Exercise instructions:
Word-for-word transcription is needed for all of the entries.

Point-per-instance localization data

————————

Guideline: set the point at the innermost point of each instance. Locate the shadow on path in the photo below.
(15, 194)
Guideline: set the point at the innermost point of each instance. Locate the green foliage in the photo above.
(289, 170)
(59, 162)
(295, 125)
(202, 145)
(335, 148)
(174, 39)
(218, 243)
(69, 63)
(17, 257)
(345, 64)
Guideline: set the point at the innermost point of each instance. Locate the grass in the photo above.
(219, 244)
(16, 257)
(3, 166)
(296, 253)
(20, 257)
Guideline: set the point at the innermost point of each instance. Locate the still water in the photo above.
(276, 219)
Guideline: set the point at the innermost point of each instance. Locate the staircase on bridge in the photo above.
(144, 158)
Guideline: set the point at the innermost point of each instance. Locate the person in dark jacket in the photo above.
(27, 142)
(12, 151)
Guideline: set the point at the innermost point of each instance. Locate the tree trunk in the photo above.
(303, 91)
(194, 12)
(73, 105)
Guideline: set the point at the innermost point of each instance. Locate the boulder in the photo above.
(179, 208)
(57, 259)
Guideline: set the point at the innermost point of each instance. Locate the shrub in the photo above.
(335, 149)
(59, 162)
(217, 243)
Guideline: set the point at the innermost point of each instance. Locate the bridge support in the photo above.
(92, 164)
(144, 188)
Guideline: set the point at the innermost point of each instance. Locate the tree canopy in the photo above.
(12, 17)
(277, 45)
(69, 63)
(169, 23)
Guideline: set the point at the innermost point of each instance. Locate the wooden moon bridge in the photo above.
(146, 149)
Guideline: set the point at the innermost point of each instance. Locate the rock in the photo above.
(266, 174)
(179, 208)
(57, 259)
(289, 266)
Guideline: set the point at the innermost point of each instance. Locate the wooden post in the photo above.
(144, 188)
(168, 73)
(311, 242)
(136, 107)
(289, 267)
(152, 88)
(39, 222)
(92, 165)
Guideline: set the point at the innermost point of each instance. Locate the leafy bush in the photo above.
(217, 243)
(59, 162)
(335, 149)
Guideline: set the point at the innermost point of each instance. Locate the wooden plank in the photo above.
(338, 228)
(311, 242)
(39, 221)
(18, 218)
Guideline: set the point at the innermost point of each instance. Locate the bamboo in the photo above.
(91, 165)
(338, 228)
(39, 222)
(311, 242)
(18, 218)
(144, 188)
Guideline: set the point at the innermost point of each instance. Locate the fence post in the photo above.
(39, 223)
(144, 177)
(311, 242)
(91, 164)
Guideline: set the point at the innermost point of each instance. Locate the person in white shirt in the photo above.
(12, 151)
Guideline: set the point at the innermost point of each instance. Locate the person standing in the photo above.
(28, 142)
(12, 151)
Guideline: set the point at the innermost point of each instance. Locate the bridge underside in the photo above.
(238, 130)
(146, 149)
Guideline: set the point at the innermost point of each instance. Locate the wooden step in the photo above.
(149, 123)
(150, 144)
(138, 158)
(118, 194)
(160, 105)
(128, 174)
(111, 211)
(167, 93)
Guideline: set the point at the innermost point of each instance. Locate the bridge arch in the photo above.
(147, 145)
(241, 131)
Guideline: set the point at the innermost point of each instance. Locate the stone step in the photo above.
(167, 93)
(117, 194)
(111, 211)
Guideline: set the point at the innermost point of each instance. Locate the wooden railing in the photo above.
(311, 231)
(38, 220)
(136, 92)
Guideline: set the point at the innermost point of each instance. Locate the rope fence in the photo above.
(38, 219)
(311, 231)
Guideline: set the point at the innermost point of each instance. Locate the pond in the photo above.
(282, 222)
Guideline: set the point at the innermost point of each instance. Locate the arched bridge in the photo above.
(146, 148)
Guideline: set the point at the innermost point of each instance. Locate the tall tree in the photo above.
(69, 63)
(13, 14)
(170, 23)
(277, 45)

————————

Problem solution:
Guideline: set the point at the innermost point of each instance. Locate the shadow on path in the photo below.
(15, 194)
Guideline: set the point at the innermost point of each instance. Locate the green foliage in the photo above.
(289, 170)
(59, 162)
(295, 125)
(202, 145)
(335, 148)
(174, 39)
(218, 243)
(69, 63)
(17, 257)
(345, 64)
Guideline: set the point at the innermost point of each instance. Locate the grass in the photo above.
(219, 244)
(16, 257)
(3, 166)
(296, 253)
(20, 257)
Guideline: set the point at the innermost point of each instance. Locate the still water in the photo above.
(276, 219)
Guideline: set the point at the innermost point of each instance. Locate the staircase on bridge in the photo above.
(144, 158)
Guideline: set the point at the innermost point of each instance. Locate the person in dark jacket in the photo above.
(27, 142)
(12, 151)
Guideline: set the point at the innermost point of each instance. Locate the tree trunk in the photo above.
(303, 91)
(194, 12)
(73, 105)
Guideline: set the point at the innermost point of each instance. Locate the boulder in the photo above.
(179, 208)
(57, 259)
Guideline: set the point at the innermost point of each instance. Locate the shrub in the photo above.
(335, 149)
(59, 162)
(217, 243)
Guideline: set the point at the innermost point of each instance. Locate the bridge support in the photo above.
(92, 164)
(144, 188)
Guideline: set the point at the innermost point of each instance. Locate the tree canopy in the photo above.
(12, 17)
(277, 45)
(69, 63)
(169, 23)
Guideline: set the point at the innermost point of each instance. Locate the wooden moon bridge in the photo above.
(146, 149)
Guideline: set the point at the innermost point of each instance. Locate the rock in the photo above.
(266, 174)
(179, 208)
(57, 259)
(289, 266)
Guideline: set the point at the innermost point of each instance. Locate the wooden post in the photo above.
(144, 188)
(168, 73)
(311, 242)
(136, 107)
(289, 267)
(152, 88)
(39, 222)
(92, 165)
Guideline: set the point at the innermost point of each instance. Locate the leafy bush in the photo above.
(217, 243)
(59, 162)
(335, 149)
Guideline: set the point at the innermost point of each instance. Locate the wooden plank in the photo above.
(338, 228)
(311, 242)
(39, 221)
(18, 218)
Guideline: set the point at the innermost point of each instance. Locate the bamboo in the photo above.
(91, 165)
(338, 228)
(39, 222)
(311, 242)
(18, 218)
(144, 188)
Guideline: set the point at the innermost point of each instance. Locate the fence post in the photo above.
(39, 223)
(144, 177)
(311, 242)
(91, 164)
Guideline: set the point at the innermost point of each instance. Locate the person in white shirt in the photo above.
(12, 151)
Guideline: set the point at the innermost point of each instance. Locate the person standing in the photo above.
(28, 142)
(12, 151)
Guideline: set the point at the innermost point of each instance. Locate the bridge underside in the photo above.
(238, 130)
(146, 149)
Guideline: set the point at the innermost point of each instance. Locate the wooden step in the photo above.
(149, 123)
(150, 144)
(138, 158)
(118, 194)
(160, 105)
(128, 174)
(111, 211)
(167, 93)
Guideline: set the point at the innermost point of each instance. Locate the bridge arch in the photo above.
(147, 145)
(241, 131)
Guideline: set the point at the innermost point of each instance. Locate the stone step in the photo above.
(167, 93)
(117, 194)
(111, 211)
Guideline: set the point at the innermost point of each instance. Locate the wooden railing in the photo above.
(311, 231)
(38, 220)
(136, 92)
Guideline: set the point at the innermost point of each instance. Locate the rope fence in the photo above.
(38, 219)
(311, 231)
Guideline: set the point at the innermost point of each instance. Locate the pond in the photo above.
(282, 222)
Guideline: set the point at the innermost point of each instance. Locate the arched bridge in the photo above.
(146, 148)
Guideline: set the point at the innermost point of each instance. Locate the tall tree in the photo above.
(69, 63)
(13, 14)
(170, 23)
(277, 45)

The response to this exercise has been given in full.